▶ **Job A**: Rewrite the paragraph beginning "As most of us realise" from the forum post about XEN Freeware below in a shorter form, keeping its main points.
▶ **Job B**: In the forum post about XEN Freeware below, list every forum username.

--- start of Source ---

# XEN Freeware by Paul Brown.



## aarhus2004 (Jan 10, 2004)

http://www.x9000.net/

As far as I can determine *XEN Freeware by Paul Brown* was first mentioned on these forums by *tuppence2* in a thread in "Web and Email" and in September '02. Here:

http://forums.techguy.org/showthread.php?s=&threadid=95521&highlight=XEN

It has consistently figured in posts in http://forums.techguy.org/f21/s

and most recently in a post by *Peters321 in "Tips & Tricks on the 8th.March '04*. Here:

http://forums.techguy.org/showthread.php?s=&threadid=200066&perpage=15&pagenumber=2

I have now both *Paul Brown's XEN* and his *XENTweak* installed.

This review is less of a critique (which I am unqualified to make) and more of a sharing with those who have an interest beyond that of merely using a computer.

As most of us realise there a great deal of freeware available. It covers a wide spectrum from the playful to the intensely serious. There is little doubt that quality varies and there is probably no doubt that we each have our preferences. We might find agreement, however, about the desirability of keeping our computer and its systems in the best possible 'running order'. And, in the broadest sense of the words, 'fun' and 'learning', we would agree as to the desirability of those components in the computing experience.

--- end of Source ---
--- start of Provided records ---

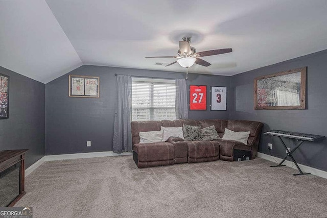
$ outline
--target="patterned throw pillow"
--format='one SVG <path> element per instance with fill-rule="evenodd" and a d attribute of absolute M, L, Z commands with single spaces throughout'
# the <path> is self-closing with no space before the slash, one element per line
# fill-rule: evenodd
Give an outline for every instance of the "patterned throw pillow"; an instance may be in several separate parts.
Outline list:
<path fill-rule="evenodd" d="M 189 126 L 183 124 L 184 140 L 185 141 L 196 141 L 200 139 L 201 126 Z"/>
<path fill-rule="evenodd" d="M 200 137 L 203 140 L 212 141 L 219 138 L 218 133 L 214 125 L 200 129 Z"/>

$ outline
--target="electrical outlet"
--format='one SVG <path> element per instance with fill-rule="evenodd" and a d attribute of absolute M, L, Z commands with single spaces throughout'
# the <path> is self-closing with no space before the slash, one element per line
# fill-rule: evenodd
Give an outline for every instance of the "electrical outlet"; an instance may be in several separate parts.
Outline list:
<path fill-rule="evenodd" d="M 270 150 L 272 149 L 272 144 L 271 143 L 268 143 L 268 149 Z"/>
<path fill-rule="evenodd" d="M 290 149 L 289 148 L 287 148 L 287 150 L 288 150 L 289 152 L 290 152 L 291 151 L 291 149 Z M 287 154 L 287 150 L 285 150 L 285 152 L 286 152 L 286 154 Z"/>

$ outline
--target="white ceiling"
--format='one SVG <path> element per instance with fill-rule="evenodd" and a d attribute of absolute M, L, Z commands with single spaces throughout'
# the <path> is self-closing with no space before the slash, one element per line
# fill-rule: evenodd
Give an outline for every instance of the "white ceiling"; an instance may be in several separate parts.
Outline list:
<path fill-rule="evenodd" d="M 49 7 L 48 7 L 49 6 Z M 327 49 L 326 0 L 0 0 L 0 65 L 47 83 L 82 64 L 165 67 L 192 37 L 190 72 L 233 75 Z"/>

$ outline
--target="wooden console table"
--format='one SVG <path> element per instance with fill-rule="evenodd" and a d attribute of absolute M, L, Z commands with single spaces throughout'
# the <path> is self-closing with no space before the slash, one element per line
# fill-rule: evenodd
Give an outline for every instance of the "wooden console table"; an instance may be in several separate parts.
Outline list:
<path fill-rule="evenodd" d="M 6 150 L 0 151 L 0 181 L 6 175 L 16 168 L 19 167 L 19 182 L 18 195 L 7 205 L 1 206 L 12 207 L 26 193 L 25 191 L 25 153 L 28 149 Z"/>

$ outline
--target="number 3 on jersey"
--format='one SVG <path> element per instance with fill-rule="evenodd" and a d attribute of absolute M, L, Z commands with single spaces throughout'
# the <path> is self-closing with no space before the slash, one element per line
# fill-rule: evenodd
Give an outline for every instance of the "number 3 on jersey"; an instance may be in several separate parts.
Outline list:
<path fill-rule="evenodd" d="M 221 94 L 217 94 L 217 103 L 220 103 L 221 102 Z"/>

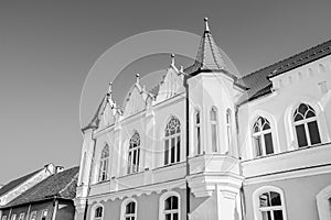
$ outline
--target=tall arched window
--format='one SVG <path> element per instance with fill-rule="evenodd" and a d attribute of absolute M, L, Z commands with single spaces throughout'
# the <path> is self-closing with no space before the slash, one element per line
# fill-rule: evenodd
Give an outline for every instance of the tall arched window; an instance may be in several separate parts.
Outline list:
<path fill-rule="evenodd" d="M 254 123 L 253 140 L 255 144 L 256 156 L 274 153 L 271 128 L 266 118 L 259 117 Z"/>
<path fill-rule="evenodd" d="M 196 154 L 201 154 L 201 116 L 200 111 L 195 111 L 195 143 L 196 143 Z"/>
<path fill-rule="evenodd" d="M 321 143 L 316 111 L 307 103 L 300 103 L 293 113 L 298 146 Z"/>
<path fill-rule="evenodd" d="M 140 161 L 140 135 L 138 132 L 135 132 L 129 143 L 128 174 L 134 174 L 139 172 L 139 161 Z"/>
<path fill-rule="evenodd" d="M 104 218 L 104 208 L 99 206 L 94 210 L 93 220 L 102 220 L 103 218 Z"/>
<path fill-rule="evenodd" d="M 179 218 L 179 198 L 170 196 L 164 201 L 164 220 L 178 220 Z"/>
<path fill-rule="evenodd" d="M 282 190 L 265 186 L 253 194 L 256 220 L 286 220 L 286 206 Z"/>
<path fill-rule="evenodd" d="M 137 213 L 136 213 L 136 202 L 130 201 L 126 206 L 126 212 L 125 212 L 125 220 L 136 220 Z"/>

--- end of Provided records ---

▶ **Exercise output A**: There is a great deal of freeware, ranging from the playful to the intensely serious. Its quality varies, and each of us has preferences. We might still agree that it is desirable to keep a computer and its systems in the best possible running order. We would also agree that fun and learning are desirable parts of the computing experience.

▶ **Exercise output B**:
- aarhus2004
- tuppence2
- Peters321